== SUPPLIED DATA

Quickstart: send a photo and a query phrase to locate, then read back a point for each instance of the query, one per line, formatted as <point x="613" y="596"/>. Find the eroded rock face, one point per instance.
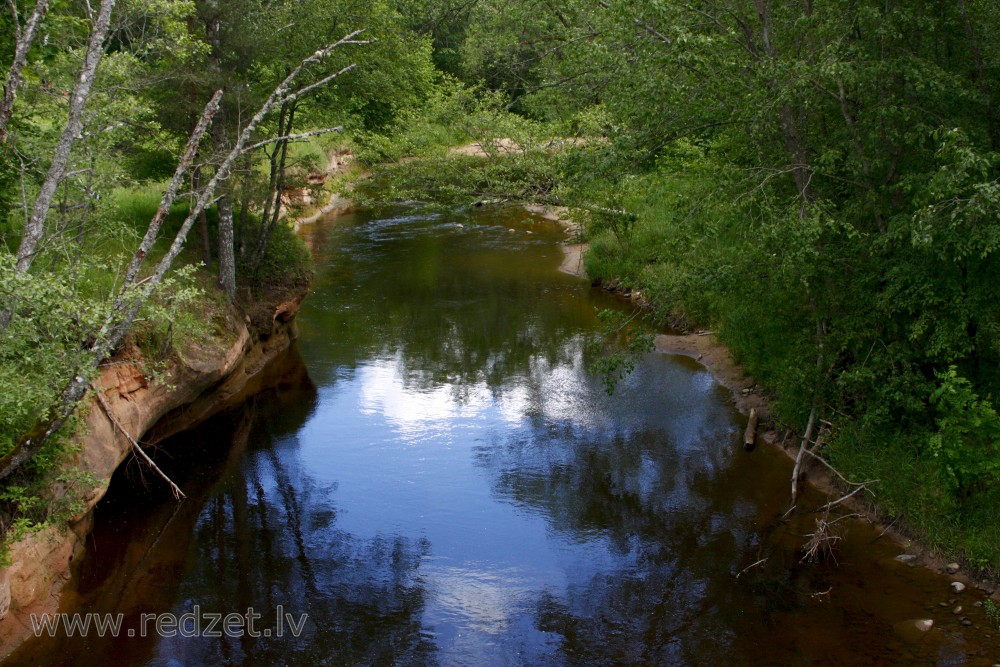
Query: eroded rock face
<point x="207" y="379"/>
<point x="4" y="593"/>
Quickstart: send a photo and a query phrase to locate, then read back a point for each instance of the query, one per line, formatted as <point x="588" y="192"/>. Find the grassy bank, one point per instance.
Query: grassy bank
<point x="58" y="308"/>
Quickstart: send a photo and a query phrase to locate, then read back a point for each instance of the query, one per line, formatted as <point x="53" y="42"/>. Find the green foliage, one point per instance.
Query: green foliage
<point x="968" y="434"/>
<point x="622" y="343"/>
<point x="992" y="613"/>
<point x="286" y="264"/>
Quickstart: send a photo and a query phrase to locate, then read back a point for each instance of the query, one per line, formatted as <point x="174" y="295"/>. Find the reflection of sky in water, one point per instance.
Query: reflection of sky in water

====

## CHALLENGE
Please repeat all the rows above with "photo" replaced by "image" wherever it occurs, changing nothing else and leaving out the pictures.

## EXERCISE OUTPUT
Quickstart: send a image and a query phrase to locate, then read back a point for each instance of the query, one per line, formatted as <point x="613" y="596"/>. Find the eroded rock face, one point per instance.
Query: eroded rock face
<point x="207" y="379"/>
<point x="4" y="593"/>
Quickstart: send a image and a query phrase to locate, then read back a point for each instance of the query, one per line, formatted as <point x="588" y="192"/>. Find the grassy bank, one point per instance.
Query: grassy bank
<point x="58" y="308"/>
Quickstart: send a image and a query phrase to locate, then read back a point for each instance of the query, one per line, formatted as <point x="53" y="42"/>. Find the green foliage, one point per instance.
Query: green foliage
<point x="968" y="434"/>
<point x="622" y="343"/>
<point x="992" y="613"/>
<point x="286" y="264"/>
Quickstart: send a image and a query phrase to locate, then read back a point for each instance of the query, one per line, formatted as <point x="174" y="295"/>. Find the reflection of sky in water, one point per instance.
Query: reflection of sky in water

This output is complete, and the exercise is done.